# Given information:
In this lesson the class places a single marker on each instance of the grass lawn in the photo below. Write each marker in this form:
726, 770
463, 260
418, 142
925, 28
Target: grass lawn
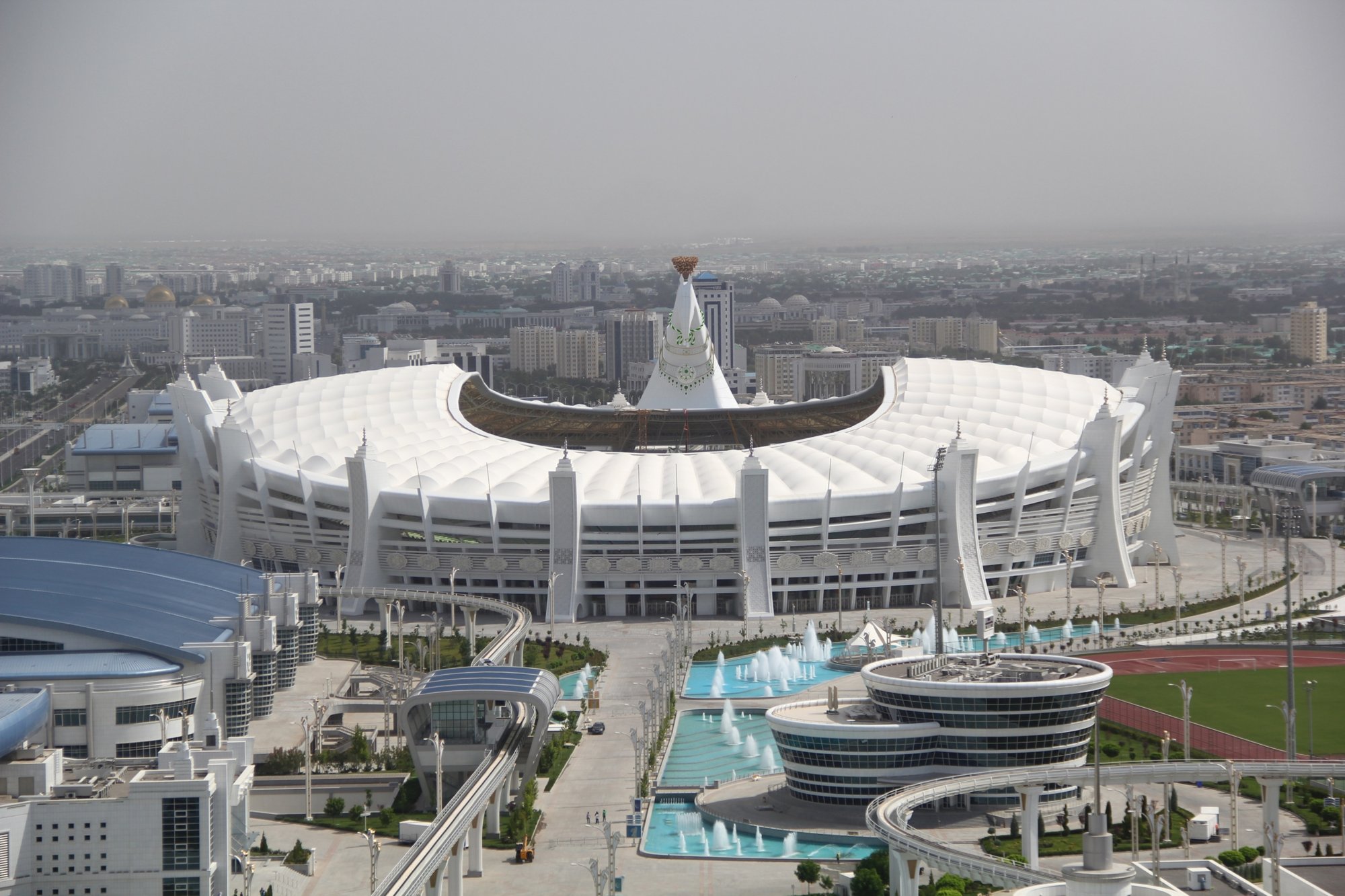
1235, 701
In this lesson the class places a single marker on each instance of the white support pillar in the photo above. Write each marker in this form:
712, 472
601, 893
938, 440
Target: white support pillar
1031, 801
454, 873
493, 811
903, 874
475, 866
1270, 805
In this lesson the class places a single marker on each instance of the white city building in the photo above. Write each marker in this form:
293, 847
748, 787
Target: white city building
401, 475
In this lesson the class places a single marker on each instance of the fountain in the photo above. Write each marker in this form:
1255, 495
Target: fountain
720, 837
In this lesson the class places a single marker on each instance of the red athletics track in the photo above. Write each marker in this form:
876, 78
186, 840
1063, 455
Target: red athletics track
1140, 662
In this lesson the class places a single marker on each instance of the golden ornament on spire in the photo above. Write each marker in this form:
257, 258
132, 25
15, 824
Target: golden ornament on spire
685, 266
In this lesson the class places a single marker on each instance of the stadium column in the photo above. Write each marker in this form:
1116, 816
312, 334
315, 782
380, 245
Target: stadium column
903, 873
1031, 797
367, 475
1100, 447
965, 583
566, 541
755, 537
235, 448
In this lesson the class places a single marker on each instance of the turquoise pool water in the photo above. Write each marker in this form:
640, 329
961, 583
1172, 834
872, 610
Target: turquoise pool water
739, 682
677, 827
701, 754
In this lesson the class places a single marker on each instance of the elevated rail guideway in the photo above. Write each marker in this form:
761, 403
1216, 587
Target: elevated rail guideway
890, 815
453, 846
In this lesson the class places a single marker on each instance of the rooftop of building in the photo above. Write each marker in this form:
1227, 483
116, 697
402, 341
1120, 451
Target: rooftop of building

# What needs to be done:
Leaving every image behind, repeat the data in full and exactly.

# Output below:
In this lesson the class places a single marker on each instance of the grass lawn in the photo below. Write each marker in this form:
726, 770
463, 260
418, 142
925, 28
Target: grass lawn
1235, 701
In this lesson the class places a single marker on each instance of the white support pillar in the photo above. Write each marker in this form:
712, 472
601, 893
938, 440
Target: white support pillar
1031, 801
454, 873
493, 811
903, 874
475, 866
1270, 805
In this lesson the class places a single marker on each instance of the white city building in the photo above. Write each marker in this form:
293, 847
748, 787
Target: white city building
401, 475
In this lesson the class places a single marker on each instance of the fountain in the photo above. Write each marker in this form:
1255, 495
Target: fountain
720, 837
In this lesson the class places a single marker on each instance of the red athletics track in the photo above. Write each marker in this form:
876, 78
186, 840
1063, 455
Target: red athletics track
1140, 662
In this lesson the class places a single marker on each instance of the golden ornament on spire in the photo above. Write each marker in this form:
257, 258
132, 25
15, 824
Target: golden ornament on spire
685, 266
In this lesson the class places a single marker on each instance of the stadium column in the photo above. Write each marker in this form:
1116, 816
312, 334
315, 782
380, 245
Target: stadium column
903, 873
1031, 797
367, 475
1100, 447
965, 583
566, 541
755, 537
235, 448
In this lesson the class places a single marker on each instance of the turquoise pool water in the photo above. Write each marker in this form:
640, 329
961, 583
1172, 834
872, 610
Target: turquoise pool water
739, 682
677, 827
701, 754
In this lesson the class places a single marker on each instance of the elevated rail guideway in the photo above. Write each marker in this form:
761, 403
1216, 587
Target: elevated rail guideway
890, 815
453, 846
In this lesson the class places a single marker on each instance of the rooftop of building in the photo above. Write each marker in this form:
1227, 483
116, 697
402, 341
1120, 451
Target: rooftop of building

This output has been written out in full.